- What you need to do -
Please pull out every entry below word for word, leaving the pictures out of your copy.

- Items -
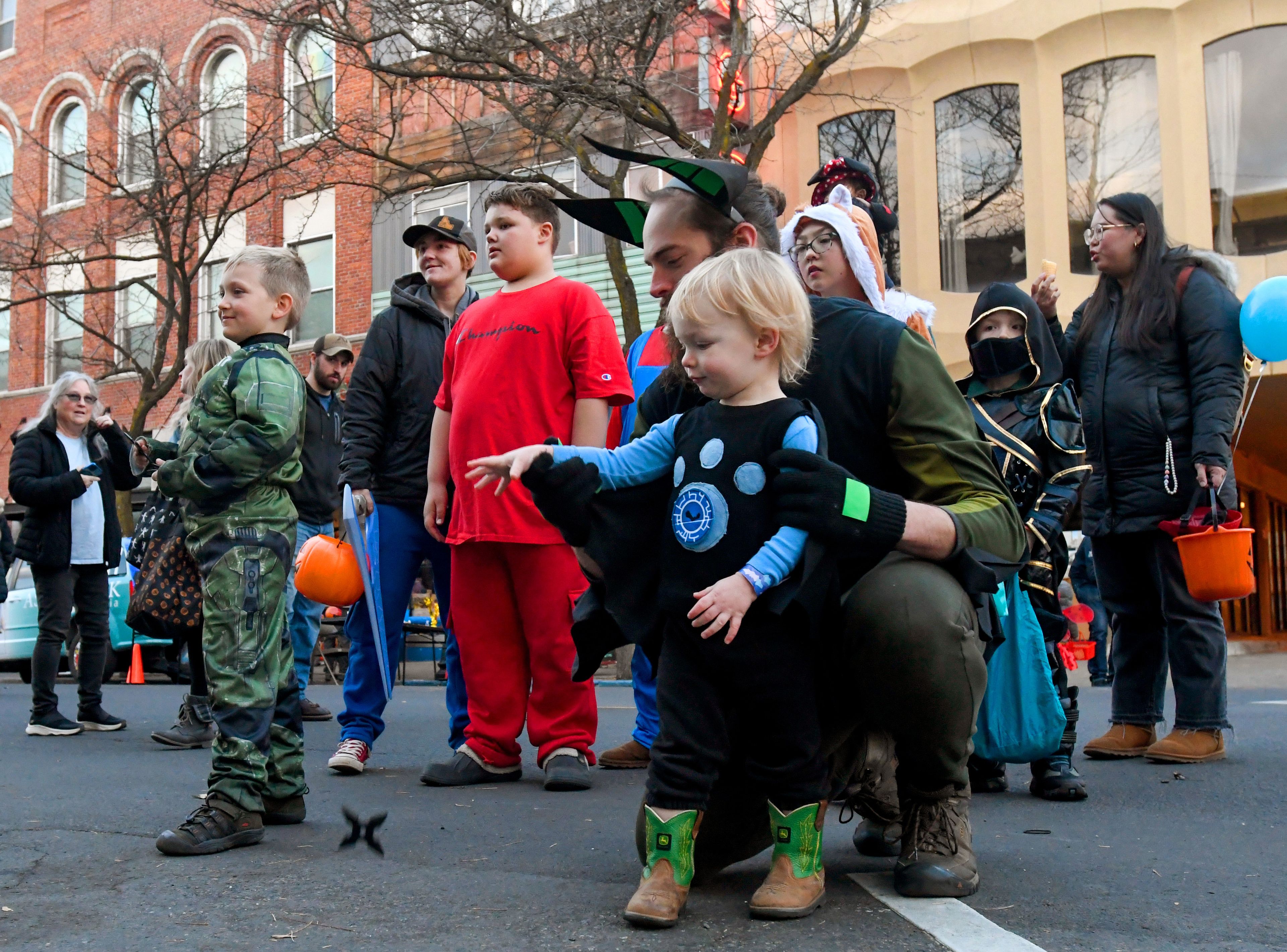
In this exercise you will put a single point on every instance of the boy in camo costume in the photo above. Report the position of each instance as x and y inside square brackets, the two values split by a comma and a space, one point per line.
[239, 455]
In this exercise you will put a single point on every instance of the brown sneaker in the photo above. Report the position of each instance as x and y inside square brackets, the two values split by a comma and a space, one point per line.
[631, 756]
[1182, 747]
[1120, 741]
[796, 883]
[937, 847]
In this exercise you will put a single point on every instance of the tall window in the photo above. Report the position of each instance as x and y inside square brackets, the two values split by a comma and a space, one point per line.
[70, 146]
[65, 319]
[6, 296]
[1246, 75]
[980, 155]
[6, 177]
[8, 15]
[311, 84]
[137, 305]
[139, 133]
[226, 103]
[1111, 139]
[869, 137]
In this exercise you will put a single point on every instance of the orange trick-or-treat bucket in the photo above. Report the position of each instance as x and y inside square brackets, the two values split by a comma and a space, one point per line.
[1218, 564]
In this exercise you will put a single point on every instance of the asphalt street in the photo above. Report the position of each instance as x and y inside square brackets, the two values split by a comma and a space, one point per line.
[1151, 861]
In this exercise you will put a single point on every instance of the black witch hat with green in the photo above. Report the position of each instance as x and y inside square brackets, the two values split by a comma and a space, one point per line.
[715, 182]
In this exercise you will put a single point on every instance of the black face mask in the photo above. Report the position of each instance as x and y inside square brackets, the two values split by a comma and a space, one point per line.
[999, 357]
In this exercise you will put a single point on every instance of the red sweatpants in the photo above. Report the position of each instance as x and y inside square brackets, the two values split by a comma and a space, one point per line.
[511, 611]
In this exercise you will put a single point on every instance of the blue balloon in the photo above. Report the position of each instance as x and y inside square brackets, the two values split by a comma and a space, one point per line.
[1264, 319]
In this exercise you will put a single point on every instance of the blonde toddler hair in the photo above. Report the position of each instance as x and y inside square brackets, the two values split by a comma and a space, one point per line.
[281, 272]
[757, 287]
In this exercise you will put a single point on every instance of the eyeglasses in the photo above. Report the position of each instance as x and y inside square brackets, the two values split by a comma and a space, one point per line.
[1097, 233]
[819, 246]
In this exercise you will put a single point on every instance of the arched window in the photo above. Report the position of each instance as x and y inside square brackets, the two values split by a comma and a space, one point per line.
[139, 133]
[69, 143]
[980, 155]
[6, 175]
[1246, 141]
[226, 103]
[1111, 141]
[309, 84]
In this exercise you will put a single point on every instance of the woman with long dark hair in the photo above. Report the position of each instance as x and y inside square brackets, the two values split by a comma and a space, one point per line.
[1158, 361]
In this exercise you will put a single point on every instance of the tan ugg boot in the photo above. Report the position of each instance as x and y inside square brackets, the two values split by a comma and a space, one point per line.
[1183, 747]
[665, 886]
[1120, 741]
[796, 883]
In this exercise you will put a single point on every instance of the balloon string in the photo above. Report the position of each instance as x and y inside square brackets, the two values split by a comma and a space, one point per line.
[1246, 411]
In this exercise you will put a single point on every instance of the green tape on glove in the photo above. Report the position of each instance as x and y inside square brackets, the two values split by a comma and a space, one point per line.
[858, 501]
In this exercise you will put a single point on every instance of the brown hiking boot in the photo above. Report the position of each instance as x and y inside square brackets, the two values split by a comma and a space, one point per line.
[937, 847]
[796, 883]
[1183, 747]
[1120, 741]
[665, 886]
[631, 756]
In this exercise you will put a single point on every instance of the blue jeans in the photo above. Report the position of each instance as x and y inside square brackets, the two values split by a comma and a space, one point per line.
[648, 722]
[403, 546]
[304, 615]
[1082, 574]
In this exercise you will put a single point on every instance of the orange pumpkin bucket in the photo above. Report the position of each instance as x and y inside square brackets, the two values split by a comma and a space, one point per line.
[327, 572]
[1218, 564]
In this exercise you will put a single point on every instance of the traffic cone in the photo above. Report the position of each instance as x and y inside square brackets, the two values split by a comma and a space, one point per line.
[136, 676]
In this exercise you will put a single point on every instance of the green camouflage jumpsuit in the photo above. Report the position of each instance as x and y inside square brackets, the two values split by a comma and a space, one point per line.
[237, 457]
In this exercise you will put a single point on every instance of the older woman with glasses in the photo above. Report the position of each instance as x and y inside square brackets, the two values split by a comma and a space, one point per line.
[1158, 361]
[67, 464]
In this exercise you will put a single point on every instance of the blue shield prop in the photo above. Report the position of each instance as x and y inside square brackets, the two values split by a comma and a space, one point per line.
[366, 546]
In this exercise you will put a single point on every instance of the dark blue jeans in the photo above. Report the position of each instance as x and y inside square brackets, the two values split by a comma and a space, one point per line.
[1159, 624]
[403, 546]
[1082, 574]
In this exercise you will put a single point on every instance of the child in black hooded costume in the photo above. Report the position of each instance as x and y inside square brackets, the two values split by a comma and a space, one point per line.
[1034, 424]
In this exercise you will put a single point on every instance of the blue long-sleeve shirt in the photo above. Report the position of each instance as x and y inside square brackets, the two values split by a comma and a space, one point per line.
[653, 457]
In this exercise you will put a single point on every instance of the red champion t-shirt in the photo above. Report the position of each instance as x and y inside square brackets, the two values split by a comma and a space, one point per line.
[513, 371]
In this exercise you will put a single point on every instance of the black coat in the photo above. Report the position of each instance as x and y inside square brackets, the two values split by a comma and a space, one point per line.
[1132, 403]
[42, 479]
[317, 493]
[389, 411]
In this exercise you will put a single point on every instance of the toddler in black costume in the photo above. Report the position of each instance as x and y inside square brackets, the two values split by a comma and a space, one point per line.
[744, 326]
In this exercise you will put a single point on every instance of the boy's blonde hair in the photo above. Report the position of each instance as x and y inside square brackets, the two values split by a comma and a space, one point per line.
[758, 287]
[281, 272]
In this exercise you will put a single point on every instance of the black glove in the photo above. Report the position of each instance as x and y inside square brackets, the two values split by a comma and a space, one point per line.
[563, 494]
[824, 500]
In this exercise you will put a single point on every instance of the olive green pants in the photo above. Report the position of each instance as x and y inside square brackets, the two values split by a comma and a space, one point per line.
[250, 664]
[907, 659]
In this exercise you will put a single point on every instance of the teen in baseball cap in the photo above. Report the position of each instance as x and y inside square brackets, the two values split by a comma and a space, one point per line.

- Task answer -
In this exercise you will put a single point on every instance of the boy in camo costume in the photo above. Report the position of each instance as x and y inside square brackets, the two values split by a comma and a space, one point per line.
[239, 455]
In this exercise you will put a single point on every instance of the brown sneaker in the photo above. Report the position of each instance as x and y inside square brackets, the two values split by a comma and a space, one point per line.
[631, 756]
[1182, 747]
[1120, 741]
[796, 883]
[937, 847]
In this exercise you will put a single point on every instance of the tall window in the photo above. Report the position of each instance as x and y inside square brackets, the two values split by a comma and a space, one point per line.
[70, 146]
[65, 319]
[6, 296]
[1246, 75]
[980, 155]
[6, 177]
[8, 15]
[311, 84]
[137, 305]
[139, 133]
[226, 103]
[1111, 139]
[869, 137]
In this exercise you will put a single point on every instance of the orange trick-or-treat bucket in the photo above. Report the position of each instance as x and y inside square brackets, the two values split by a comma and a space, one point per line.
[1218, 564]
In this exercise you will put a single point on every instance of the asphalt street in the photo above. Report the position of each instance as x and y inside square brackets, the two values split by a comma and a space, one point per line.
[1151, 861]
In this exercise you will put a single point on every instance of the black witch hat with green in the photo above. Report the position of each instance as x and y inside square brackets, the two values split by a comma and a space, one point per line.
[715, 182]
In this exercise you will put a single point on every instance of the black face mask in the photo above. Report the position of each instance as x and y inside square brackets, the two values split by a comma and a space, one point per line.
[999, 357]
In this exercise you will put a single point on every instance of the red sweatpants in the photo above. Report the position of each instance as x and y inside square brackets, the two values split by a comma and a space, one point per line.
[511, 611]
In this exercise you will put a single point on every instance of the blue balloon in the photo above. Report the position of each instance as x and y inside square brackets, the two values split by a comma and a space, one point per line.
[1264, 319]
In this exercise you will put a single point on every instance of the blonde toddler hair in the photo above. Report the position of each instance as x and y inside square brackets, the two values split by a comma and a space, one point per line.
[281, 272]
[757, 287]
In this exercise you will put a single point on every instance of the eyeglasses in the photo above. Report the position of each instance as x and y inside square brackets, the two values split by a comma and a space, one point per line.
[1097, 233]
[819, 246]
In this exercise you will put a single point on every instance of the arched window in the photo above. Report the position of each instance as x and y inside square brackets, the two values split by a comma and a space, one point per line.
[139, 133]
[69, 143]
[980, 155]
[6, 175]
[1246, 141]
[226, 103]
[1111, 141]
[309, 84]
In this exercise you will put a single point on every instance of the woman with long dark hair in the photo above. Report the position of each instance as x and y inside square brackets, the two values split by a comma and a space, one point per line.
[1158, 361]
In this exercise you will put a single point on every instance of the tan ugg boot in the photo above. Report the position of each instance as x and y inside square brackets, the two values split by a comma and a space, one point per line.
[1183, 747]
[665, 886]
[1120, 741]
[796, 883]
In this exercise you will put a single point on every instance of the balloon string in the photo above. Report the position of each instance as x and y inside square brackets, the two values split by a comma and a space, one point per line.
[1246, 411]
In this exercise you will put a single point on every instance of the green tape on glove in the photo above. Report the position of each instance as x and y inside square brackets, the two values split by a comma and a space, one point per line.
[858, 501]
In this exercise you will put a single point on every instance of the brown hiking boot in the photo above. Report the position of each instance as x and y inside square brackets, the two values split by a comma and a space, one point per line.
[937, 847]
[796, 883]
[1183, 747]
[1120, 741]
[665, 886]
[631, 756]
In this exercise you will put a single point on every instance of the blue jeans in the photo above. Report the position of each instance as x and y inside square brackets, the two values split by a comma and a space, one point per line.
[648, 722]
[403, 546]
[304, 615]
[1082, 574]
In this exercise you will put a single point on every instance of the orange pumpkin bucket in the photo above. Report the position of each instance as x and y inside square brackets, the two values split by a comma and a space, one point per line.
[327, 572]
[1218, 564]
In this exercise you will put a single point on every instance of the traffic cone in the photo above. Report the position of each instance as x and y inside square brackets, the two values split by a comma and a space, one point per line.
[136, 676]
In this exercise you will put a single point on every instance of the green camouflage jumpsuit in the photo above. Report the position of each instance as x and y inside square brackets, the two values split by a comma and a space, one point per line.
[237, 457]
In this exercise you will put a single point on every instance of the older woman with glasses in the photo above. Report the position of each instance as x and y inside square brackets, the two values split by a comma and a space, one point per line.
[1158, 361]
[67, 464]
In this exercise you will put a single point on every instance of the blue shield prop in the photo above. Report the position of each instance as x and y inside square brackets, the two values split by a comma and a space, one point per line.
[366, 546]
In this exercise you will put a single point on every instance of the dark blue jeans in the photo above. Report the position of each instance as x and y inside square brackets, the two values split by a comma and a space, one point per line.
[1159, 624]
[403, 546]
[1082, 574]
In this exercise you will put a single point on every instance of the child in black hooded costume in the photo above. Report the position of each instance as x and y inside square brackets, the two values split by a comma and a space, one point per line.
[1034, 424]
In this exercise you will put a single point on every instance of the blue long-sleeve shirt in the photo above. Report the position of each instance as x and y inside square brackets, the two values split by a comma and a space, one point per line.
[653, 457]
In this exercise you will put a single point on every instance of the red champion t-shirt in the photo above. Report the position of each instance as x and y inside square brackets, the two values split by a comma and a space, one point per line.
[513, 371]
In this exercise you will put a single point on every instance of the black coat in the photo above. Report the position of each instance as x and y inside square brackets, the two values split by a comma and a space, one point per line.
[1132, 403]
[42, 479]
[317, 493]
[389, 411]
In this exercise you will put a single point on every instance of the toddler in black costume in the photo above. Report the position of each instance as x and y inside square brackets, the two values split by a comma and a space, one point per line.
[744, 326]
In this exercise you will put a single point on every instance of the boy's blonde hair in the photo above. Report the position of each instance as x and y inside square brackets, the two values split by a comma and a space, one point per line.
[758, 287]
[281, 272]
In this exercise you will put a single point on every instance of the black glove in the photo above. Report the position of each instance as x and y inside square brackets, the two values split by a comma and a space, one point per line.
[563, 494]
[824, 500]
In this exercise you will put a single point on every instance of the olive green pants in the photo above. Report the position of each instance as x and y inside square brackets, the two values split by a comma and a space, one point per line.
[250, 664]
[907, 659]
In this exercise you will put a single point on every instance of the teen in baseball cap in the photo above. Report the position of each instance as x and y inside square brackets, the two values split by a comma and a space, one point per line.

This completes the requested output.